**Data excerpts:**
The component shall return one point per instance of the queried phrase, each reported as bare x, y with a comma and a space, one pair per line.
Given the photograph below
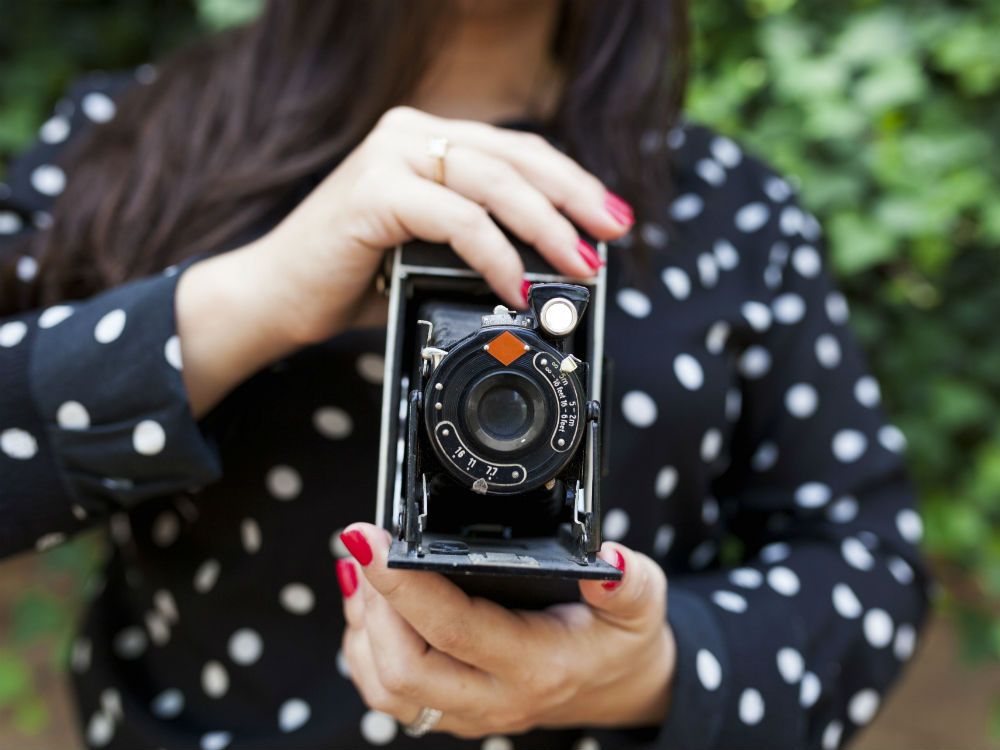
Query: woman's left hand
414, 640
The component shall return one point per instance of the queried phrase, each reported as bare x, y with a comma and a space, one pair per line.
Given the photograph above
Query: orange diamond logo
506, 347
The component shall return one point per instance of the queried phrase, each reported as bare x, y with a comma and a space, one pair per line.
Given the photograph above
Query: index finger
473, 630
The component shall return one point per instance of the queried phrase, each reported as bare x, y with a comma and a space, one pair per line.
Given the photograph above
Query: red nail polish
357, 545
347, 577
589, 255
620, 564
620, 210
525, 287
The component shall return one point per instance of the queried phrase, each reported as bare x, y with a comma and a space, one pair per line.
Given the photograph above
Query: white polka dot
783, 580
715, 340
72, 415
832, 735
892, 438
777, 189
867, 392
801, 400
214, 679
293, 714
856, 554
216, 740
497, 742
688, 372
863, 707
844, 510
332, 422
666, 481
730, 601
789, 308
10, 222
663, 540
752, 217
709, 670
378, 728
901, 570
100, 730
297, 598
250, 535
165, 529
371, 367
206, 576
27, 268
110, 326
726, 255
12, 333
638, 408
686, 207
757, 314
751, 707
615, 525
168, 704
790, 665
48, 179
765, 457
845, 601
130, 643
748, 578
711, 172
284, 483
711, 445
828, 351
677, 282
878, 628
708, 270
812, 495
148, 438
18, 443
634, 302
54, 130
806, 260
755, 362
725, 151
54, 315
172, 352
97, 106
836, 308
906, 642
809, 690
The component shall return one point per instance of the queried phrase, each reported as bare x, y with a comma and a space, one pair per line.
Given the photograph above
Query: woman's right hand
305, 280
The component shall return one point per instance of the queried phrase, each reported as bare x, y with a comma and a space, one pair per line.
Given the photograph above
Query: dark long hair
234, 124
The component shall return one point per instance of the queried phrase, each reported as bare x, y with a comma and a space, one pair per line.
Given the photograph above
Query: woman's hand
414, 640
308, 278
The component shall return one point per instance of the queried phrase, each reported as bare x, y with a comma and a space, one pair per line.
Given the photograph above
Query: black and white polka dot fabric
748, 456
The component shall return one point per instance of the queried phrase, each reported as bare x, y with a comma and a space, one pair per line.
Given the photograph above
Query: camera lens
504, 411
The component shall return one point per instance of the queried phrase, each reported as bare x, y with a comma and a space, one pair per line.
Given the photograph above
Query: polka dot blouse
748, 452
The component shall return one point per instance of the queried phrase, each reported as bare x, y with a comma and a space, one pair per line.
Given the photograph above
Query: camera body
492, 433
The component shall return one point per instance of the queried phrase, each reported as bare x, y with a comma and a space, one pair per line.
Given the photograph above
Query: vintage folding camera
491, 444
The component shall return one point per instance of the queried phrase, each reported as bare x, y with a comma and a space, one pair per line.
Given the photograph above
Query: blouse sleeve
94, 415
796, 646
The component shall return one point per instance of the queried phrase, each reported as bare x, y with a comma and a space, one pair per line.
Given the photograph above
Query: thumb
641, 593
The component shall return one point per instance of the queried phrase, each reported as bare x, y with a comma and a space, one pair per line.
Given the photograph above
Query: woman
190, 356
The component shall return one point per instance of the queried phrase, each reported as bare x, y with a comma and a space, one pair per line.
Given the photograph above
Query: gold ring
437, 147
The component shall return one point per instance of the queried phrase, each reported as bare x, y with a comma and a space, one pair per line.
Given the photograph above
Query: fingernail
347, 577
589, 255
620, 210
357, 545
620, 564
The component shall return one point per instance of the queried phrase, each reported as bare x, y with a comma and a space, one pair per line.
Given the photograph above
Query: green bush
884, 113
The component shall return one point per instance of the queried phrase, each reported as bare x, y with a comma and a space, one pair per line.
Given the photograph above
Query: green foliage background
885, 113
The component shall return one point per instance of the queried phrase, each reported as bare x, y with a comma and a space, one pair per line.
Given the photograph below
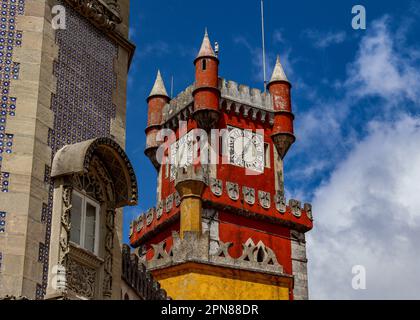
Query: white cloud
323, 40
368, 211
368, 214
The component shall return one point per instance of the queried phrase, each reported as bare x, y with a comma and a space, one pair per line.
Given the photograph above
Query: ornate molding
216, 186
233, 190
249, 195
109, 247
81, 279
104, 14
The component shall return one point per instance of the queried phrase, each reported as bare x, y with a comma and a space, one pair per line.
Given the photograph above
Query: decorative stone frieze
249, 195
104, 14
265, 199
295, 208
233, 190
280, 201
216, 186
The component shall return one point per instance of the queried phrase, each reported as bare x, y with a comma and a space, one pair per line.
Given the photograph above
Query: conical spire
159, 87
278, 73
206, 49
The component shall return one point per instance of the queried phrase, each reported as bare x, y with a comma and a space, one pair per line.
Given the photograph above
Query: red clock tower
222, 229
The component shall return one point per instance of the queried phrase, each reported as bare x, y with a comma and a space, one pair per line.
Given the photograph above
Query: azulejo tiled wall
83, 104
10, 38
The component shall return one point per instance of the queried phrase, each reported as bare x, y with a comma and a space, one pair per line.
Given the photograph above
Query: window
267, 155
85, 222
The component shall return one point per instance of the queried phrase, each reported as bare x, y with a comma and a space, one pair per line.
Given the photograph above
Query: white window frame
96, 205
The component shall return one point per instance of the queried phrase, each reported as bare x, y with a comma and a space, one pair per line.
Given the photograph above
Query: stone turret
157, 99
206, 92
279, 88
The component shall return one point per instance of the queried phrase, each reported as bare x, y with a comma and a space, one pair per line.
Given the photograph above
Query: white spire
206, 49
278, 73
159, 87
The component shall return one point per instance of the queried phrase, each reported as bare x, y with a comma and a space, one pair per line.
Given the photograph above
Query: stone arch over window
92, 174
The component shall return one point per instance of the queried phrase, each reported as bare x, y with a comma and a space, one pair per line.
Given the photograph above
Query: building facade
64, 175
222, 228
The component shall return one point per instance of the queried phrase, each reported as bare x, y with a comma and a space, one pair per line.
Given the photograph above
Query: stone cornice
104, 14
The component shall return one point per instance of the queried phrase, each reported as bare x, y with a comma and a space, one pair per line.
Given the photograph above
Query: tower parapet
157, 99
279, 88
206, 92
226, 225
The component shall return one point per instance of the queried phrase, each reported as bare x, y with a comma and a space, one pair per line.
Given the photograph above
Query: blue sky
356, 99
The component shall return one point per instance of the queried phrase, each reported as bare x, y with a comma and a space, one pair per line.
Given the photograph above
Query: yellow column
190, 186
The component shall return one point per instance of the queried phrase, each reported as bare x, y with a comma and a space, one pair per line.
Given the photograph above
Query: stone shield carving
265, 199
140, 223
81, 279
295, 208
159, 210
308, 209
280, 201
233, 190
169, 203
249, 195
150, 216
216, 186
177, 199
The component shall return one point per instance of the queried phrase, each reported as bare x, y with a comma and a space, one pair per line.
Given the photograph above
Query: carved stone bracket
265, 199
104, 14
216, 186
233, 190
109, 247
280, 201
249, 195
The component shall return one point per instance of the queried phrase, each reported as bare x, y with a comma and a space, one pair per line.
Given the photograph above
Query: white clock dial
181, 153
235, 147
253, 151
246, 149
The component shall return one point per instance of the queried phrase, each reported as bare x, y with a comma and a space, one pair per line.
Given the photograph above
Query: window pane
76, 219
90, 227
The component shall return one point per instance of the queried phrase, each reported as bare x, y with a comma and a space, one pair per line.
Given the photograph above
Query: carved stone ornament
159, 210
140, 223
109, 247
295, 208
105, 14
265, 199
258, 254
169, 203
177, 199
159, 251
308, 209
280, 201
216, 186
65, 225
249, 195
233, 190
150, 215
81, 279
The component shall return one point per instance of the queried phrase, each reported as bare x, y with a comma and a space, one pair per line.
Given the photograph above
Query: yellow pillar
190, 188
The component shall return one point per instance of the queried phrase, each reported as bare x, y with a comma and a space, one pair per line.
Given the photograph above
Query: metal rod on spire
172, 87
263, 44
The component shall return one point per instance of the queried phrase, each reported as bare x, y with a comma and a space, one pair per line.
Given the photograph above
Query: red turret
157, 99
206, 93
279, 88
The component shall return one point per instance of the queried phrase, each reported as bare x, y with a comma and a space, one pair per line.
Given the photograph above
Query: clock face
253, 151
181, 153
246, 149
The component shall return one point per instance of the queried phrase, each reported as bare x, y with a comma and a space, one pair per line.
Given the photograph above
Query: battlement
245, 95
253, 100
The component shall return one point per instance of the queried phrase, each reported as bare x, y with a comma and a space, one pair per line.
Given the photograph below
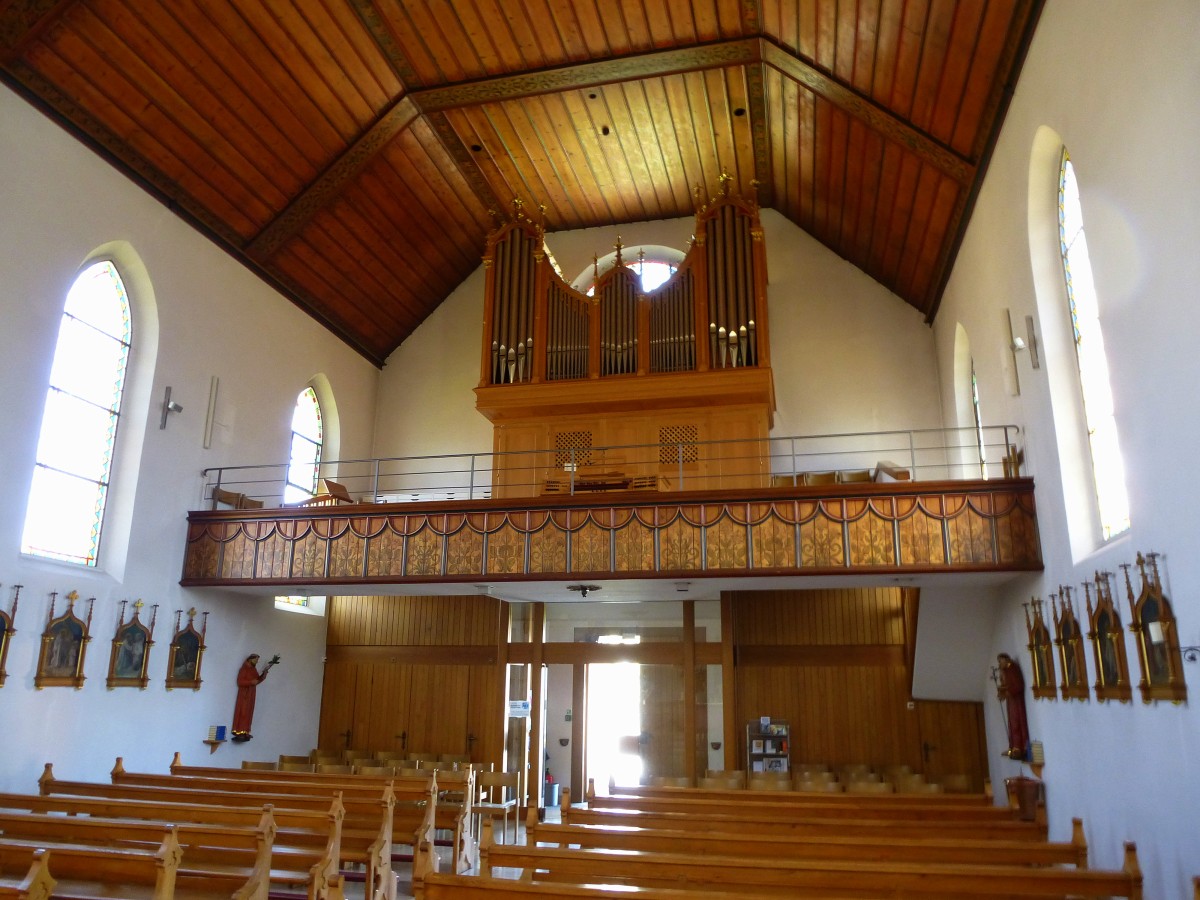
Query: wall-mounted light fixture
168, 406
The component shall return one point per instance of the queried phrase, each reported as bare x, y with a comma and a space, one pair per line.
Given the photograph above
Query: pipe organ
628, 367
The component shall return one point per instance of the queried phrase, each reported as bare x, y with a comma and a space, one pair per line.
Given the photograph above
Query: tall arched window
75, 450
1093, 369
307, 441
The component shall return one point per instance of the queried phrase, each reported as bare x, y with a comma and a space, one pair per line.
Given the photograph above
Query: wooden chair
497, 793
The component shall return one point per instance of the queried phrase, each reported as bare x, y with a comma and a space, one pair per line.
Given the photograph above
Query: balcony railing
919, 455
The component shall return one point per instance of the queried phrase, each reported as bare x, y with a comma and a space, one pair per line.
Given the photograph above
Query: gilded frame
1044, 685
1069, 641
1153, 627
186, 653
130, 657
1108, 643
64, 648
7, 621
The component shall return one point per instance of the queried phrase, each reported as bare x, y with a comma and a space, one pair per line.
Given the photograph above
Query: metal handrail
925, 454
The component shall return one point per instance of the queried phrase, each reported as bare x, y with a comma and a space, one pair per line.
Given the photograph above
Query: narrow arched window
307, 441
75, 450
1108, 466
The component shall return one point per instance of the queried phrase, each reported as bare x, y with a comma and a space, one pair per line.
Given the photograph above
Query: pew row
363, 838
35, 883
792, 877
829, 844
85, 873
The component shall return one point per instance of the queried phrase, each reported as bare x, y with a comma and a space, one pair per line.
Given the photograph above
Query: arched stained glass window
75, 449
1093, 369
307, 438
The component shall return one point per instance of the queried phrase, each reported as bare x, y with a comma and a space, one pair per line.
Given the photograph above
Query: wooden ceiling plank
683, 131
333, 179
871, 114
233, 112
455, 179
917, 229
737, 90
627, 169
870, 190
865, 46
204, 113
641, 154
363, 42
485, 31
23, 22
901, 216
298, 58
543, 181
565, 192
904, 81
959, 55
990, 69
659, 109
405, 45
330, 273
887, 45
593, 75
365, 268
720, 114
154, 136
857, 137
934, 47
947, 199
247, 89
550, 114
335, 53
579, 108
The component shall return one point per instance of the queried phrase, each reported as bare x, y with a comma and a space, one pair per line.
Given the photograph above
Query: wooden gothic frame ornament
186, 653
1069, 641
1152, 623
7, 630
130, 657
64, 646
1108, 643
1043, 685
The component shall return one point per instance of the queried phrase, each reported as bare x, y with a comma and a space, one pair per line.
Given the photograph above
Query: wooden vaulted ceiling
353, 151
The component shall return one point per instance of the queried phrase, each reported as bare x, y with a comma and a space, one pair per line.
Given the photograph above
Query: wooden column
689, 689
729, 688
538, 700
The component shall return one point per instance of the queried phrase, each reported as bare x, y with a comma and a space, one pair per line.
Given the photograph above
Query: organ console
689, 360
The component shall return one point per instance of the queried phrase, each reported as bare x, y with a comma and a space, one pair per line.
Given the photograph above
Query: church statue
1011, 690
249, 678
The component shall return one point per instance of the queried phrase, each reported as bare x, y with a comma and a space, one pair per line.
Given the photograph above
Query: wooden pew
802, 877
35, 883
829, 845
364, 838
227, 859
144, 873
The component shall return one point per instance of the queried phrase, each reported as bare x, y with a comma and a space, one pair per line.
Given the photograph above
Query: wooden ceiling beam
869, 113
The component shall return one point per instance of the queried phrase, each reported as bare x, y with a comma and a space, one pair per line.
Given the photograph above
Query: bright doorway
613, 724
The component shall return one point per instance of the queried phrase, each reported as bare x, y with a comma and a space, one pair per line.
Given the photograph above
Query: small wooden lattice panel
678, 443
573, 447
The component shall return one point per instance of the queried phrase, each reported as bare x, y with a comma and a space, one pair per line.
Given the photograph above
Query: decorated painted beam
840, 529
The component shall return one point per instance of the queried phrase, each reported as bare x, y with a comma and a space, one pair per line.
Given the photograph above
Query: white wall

**The problem:**
Pick out every line in the entries above that contains the word "window" and copy each one.

**Full solution:**
Query: window
Query: white window frame
Query: stone arch over window
Query: window pane
Query: tall arched window
Query: narrow arched window
Query: arched stained glass window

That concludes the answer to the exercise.